▶ _Exercise_: Arrange every item below as a two-column CSV with the header columns request and points, one row per item: put the item's text in the request field and its answer in the points field, each field quoted and with line breaks replaced by spaces.

(Pointing dataset excerpts)
━━━

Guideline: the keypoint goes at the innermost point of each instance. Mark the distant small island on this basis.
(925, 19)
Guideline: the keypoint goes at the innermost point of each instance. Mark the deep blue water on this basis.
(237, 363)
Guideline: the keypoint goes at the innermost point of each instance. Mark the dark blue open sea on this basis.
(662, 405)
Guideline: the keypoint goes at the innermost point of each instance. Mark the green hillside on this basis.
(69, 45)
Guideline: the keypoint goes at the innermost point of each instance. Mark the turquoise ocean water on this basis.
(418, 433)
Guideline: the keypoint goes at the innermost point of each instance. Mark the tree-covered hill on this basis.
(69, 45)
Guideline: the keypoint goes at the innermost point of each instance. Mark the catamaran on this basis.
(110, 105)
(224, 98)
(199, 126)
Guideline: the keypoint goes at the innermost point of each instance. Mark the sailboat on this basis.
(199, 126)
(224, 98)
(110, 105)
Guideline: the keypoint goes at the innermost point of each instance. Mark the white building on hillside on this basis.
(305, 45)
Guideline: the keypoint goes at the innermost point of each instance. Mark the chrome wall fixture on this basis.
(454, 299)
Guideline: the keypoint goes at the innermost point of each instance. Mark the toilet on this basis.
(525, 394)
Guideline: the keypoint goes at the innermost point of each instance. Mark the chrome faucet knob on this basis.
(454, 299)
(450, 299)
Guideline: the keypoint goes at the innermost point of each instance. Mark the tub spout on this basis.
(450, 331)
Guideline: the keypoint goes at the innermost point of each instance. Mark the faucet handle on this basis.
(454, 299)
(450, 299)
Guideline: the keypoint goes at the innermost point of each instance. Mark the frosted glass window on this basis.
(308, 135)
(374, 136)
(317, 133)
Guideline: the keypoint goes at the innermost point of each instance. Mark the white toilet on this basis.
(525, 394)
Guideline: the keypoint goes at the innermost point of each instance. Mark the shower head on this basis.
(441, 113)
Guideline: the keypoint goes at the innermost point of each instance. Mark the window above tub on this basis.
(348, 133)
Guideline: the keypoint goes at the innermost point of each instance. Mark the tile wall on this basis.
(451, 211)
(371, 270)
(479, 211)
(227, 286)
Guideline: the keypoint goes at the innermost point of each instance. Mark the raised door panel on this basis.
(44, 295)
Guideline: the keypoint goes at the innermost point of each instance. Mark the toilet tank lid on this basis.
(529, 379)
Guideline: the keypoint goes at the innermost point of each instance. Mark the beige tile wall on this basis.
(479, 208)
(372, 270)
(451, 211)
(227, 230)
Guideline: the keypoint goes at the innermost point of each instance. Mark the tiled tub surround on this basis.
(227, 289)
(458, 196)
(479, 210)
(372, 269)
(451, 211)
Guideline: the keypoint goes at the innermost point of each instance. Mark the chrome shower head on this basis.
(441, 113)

━━━

▶ _Answer to the problem_:
request,points
"Guideline: the keypoint goes at the innermost point of each instance. Mark the distant small island on this basis.","(925, 19)"
"Guideline: the keypoint goes at the innermost point of each instance. Mark the deep blue water on this basis.","(237, 363)"
"Guideline: the keypoint goes at the innermost point of each instance. Mark the dark blue open sea on this basis.","(662, 405)"
"Guideline: the keypoint goes at the innermost point of each instance. Mark the green hillside on this basis.","(69, 45)"
"Guideline: the keypoint goes at the innermost point of each instance. Mark the turquoise ocean water on this basis.","(418, 433)"
"Guideline: the keypoint goes at the innermost point of each instance. Mark the tree-covered hill on this basis.","(69, 45)"
"Guideline: the keypoint goes at the innermost point of each instance. Mark the catamaran on this basis.","(110, 105) (224, 98) (199, 126)"
"Guideline: the keypoint goes at the innermost point of each instance. Mark the sailboat on this basis.","(199, 126) (224, 98) (110, 105)"
"Guideline: the keypoint goes at the innermost point of each instance. Mark the white building on hillside on this basis.","(305, 45)"
"Guideline: the keypoint goes at the innermost point of each instance. Mark the chrome wall fixture on this basis.","(454, 299)"
"Guideline: the keypoint goes at the innermost point of each instance. Mark the toilet on this basis.","(525, 394)"
"Guideline: the keypoint goes at the innermost point of each instance. Mark the chrome faucet knob on this basis.","(454, 299) (450, 299)"
"Guideline: the keypoint goes at the innermost point of each instance. Mark the tub spout on this basis.","(450, 331)"
"Guideline: the keypoint goes at the innermost point of each instance. Mark the faucet handle on this basis.","(454, 299) (450, 299)"
"Guideline: the keypoint goes at the innermost point of each instance. Mark the frosted glass window on this basis.","(308, 135) (374, 136) (317, 133)"
"Guideline: the keypoint goes at the innermost point of each instance. Mark the white toilet on this basis.","(525, 394)"
"Guideline: the keypoint goes at the innermost point of each instance. Mark the shower head on this basis.","(441, 113)"
"Guideline: the keypoint goes at the innermost point of each instance. Mark the window above tub on this basis.","(348, 133)"
"Guideline: the keypoint goes at the innermost point of each instance. Mark the tile wall on this basis.","(451, 211) (371, 270) (479, 211) (227, 286)"
"Guideline: the keypoint goes at the innermost point of each instance. Mark the raised door panel on this basis.","(44, 295)"
"Guideline: the keypoint goes at the innermost point of each instance. Mark the toilet tank lid on this basis.","(529, 379)"
"Guideline: the keypoint goes at the innermost point of each instance. Mark the beige tile wall on this basis.","(479, 208) (372, 270) (451, 211) (227, 230)"
"Guideline: the keypoint goes at the innermost point of each instance. Mark the tiled tub surround on this basis.","(227, 289) (458, 196) (479, 210) (372, 269) (451, 211)"
"Guideline: the keypoint goes at the innermost point of each instance. Mark the chrome shower head on this basis.","(441, 113)"